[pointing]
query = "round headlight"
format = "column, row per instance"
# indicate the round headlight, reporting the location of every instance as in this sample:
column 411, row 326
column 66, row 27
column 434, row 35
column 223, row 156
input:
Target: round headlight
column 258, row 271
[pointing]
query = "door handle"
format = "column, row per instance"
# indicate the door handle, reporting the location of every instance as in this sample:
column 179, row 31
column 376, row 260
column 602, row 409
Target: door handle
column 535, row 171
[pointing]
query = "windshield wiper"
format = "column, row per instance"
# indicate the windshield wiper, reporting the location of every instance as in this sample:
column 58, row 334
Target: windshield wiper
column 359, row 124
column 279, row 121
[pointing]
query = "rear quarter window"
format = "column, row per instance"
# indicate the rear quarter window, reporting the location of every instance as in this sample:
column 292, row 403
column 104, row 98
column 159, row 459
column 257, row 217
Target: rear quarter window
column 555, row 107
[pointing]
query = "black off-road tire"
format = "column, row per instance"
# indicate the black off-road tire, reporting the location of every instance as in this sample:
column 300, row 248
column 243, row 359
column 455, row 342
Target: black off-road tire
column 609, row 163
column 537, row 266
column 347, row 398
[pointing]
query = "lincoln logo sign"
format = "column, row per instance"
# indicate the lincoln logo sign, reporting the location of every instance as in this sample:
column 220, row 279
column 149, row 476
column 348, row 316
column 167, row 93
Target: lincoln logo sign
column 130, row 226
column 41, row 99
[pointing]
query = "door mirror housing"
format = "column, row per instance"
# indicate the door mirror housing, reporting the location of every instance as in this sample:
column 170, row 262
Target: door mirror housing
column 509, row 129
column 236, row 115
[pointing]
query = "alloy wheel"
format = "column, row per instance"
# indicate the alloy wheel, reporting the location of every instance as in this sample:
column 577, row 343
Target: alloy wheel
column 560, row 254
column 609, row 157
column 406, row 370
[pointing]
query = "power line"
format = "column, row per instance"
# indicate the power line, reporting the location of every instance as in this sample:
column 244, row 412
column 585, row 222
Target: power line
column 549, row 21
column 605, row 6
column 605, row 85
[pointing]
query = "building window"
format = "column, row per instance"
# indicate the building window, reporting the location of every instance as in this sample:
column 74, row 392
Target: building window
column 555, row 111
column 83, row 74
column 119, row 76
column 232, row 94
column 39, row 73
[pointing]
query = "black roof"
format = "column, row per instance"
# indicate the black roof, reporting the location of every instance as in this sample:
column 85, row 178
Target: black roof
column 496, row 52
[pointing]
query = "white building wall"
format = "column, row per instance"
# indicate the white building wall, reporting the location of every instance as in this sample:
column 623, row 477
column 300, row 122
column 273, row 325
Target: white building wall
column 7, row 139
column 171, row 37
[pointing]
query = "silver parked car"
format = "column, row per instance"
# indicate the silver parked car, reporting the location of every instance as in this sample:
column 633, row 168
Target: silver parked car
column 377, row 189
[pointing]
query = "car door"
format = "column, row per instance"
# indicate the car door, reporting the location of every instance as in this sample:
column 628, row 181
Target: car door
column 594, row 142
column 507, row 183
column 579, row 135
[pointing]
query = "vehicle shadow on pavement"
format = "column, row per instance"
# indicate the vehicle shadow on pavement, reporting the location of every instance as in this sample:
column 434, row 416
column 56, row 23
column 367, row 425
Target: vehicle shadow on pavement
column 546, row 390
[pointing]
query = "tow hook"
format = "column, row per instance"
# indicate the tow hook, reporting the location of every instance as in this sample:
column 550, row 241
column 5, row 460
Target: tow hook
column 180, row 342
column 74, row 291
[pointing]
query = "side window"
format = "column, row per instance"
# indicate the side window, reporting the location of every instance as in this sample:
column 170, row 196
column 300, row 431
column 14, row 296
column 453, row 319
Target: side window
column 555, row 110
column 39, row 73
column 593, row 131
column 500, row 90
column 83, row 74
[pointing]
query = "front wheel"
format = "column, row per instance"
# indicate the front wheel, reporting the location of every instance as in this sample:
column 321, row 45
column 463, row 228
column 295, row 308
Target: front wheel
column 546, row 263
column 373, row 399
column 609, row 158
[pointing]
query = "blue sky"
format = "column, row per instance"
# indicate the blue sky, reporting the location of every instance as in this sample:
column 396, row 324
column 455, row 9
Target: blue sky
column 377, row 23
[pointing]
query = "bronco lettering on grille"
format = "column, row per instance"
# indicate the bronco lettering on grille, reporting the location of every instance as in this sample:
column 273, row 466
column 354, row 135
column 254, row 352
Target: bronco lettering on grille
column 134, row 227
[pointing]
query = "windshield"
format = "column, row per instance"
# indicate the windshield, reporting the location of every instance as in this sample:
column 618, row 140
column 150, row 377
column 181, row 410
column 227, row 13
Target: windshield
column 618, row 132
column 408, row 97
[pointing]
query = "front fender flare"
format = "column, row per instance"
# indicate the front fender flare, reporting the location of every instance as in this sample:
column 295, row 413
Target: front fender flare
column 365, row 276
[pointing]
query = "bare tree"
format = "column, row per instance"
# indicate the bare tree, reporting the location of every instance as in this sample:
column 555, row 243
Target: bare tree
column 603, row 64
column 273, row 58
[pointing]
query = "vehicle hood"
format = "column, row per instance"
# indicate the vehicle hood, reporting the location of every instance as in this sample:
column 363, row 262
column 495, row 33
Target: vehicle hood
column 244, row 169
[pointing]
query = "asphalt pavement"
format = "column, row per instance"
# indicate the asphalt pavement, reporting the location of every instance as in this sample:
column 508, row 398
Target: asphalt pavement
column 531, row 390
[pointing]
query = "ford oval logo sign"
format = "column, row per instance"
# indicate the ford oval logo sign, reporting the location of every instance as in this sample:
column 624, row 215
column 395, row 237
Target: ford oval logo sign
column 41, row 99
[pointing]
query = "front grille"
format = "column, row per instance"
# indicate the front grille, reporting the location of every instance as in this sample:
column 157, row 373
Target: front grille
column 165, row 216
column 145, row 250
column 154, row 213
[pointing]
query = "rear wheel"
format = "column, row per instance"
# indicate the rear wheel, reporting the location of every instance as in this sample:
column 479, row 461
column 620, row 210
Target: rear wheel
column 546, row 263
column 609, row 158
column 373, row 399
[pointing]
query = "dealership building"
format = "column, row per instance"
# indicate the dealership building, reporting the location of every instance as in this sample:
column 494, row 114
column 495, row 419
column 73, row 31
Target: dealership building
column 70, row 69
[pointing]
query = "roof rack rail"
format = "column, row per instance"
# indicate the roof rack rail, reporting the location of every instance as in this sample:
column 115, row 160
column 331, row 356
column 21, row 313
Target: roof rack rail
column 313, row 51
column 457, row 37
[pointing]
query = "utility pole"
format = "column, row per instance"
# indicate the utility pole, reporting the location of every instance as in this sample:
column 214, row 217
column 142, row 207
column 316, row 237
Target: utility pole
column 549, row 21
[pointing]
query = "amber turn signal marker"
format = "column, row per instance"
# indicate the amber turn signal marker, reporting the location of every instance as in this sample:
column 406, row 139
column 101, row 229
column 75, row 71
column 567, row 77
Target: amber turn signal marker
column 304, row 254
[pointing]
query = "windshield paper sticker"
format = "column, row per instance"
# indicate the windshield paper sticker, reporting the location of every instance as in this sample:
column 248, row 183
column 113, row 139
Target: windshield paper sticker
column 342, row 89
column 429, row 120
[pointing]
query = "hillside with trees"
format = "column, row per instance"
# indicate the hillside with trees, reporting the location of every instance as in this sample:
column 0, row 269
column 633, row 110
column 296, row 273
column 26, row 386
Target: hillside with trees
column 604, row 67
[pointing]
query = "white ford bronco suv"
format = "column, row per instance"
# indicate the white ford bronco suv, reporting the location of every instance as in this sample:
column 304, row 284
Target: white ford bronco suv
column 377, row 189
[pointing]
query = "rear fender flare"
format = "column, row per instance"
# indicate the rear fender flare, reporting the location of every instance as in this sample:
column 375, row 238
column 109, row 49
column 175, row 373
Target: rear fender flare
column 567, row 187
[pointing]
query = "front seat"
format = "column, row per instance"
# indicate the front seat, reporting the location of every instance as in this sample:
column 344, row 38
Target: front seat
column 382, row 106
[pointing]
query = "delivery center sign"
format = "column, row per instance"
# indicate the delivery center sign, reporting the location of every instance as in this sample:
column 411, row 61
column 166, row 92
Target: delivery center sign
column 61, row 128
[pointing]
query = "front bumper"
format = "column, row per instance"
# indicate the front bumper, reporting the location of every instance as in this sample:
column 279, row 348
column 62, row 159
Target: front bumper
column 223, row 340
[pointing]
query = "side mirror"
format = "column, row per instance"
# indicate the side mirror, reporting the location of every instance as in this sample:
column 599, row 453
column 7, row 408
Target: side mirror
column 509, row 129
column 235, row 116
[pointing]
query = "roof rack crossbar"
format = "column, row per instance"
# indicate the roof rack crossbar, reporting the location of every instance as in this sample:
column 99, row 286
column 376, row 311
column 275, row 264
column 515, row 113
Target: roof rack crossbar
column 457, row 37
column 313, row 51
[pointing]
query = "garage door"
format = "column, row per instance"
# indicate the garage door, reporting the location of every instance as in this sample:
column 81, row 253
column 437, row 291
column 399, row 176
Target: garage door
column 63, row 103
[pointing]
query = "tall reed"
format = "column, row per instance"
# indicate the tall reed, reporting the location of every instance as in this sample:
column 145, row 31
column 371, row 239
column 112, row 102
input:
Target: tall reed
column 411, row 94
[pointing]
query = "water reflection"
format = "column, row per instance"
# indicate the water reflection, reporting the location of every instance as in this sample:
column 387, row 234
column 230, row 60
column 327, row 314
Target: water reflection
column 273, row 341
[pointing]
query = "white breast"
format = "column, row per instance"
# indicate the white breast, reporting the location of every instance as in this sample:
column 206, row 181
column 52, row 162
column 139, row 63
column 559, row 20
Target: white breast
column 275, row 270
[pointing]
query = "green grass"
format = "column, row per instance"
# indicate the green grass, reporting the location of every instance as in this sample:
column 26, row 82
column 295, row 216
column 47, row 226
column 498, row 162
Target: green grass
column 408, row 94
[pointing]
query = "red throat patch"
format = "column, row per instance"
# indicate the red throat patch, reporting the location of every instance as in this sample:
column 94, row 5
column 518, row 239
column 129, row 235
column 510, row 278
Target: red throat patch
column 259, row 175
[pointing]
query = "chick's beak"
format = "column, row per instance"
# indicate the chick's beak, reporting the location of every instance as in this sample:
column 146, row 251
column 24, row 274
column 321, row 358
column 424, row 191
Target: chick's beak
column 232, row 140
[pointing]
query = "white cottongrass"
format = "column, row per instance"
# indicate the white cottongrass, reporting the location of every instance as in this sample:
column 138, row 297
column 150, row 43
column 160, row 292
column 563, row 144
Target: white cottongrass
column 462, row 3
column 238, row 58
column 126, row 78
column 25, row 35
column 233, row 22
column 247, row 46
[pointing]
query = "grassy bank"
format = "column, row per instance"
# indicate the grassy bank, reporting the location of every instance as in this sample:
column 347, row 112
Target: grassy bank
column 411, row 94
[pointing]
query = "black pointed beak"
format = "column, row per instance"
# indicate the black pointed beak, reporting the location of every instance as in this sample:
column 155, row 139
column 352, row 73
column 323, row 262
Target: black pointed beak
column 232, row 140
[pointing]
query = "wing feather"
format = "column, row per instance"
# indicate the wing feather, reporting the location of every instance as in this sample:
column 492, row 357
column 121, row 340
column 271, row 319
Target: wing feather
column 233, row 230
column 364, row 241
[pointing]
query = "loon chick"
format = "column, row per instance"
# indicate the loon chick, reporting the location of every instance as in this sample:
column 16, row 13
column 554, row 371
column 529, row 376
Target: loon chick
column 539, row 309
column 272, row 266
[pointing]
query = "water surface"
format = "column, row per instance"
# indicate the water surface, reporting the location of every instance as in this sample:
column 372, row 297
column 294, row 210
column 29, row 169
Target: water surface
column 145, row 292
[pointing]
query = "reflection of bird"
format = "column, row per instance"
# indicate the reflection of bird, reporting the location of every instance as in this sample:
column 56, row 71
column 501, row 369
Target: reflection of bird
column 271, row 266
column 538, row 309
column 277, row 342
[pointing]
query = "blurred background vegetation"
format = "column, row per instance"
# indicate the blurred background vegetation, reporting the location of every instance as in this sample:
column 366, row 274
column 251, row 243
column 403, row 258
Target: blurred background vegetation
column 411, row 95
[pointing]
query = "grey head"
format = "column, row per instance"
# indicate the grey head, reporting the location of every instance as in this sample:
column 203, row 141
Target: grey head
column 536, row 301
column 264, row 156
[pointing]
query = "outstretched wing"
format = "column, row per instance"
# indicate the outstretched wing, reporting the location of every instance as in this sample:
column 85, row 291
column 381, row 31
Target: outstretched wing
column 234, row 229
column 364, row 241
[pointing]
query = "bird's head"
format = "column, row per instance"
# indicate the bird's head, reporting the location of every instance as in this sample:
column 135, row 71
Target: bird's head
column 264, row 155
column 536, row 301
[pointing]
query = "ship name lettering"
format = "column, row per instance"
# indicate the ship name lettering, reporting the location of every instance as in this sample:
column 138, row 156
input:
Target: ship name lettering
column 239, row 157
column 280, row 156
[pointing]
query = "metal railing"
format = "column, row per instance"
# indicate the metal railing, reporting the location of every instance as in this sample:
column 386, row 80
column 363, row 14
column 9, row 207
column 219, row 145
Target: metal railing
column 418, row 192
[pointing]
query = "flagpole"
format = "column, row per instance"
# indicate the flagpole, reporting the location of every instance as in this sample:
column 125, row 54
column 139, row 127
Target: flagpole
━━━━━━━━
### YOUR INSTRUCTIONS
Quote the data above from the line containing "column 554, row 371" to the line containing "column 29, row 169", inclusive, and stop.

### RESPONSE TO THE EXERCISE
column 554, row 371
column 529, row 376
Target: loon chick
column 539, row 309
column 272, row 266
[pointing]
query = "water surface"
format = "column, row per instance"
# indicate the water surface, reporting the location of every instance as in this sample:
column 372, row 297
column 294, row 210
column 29, row 169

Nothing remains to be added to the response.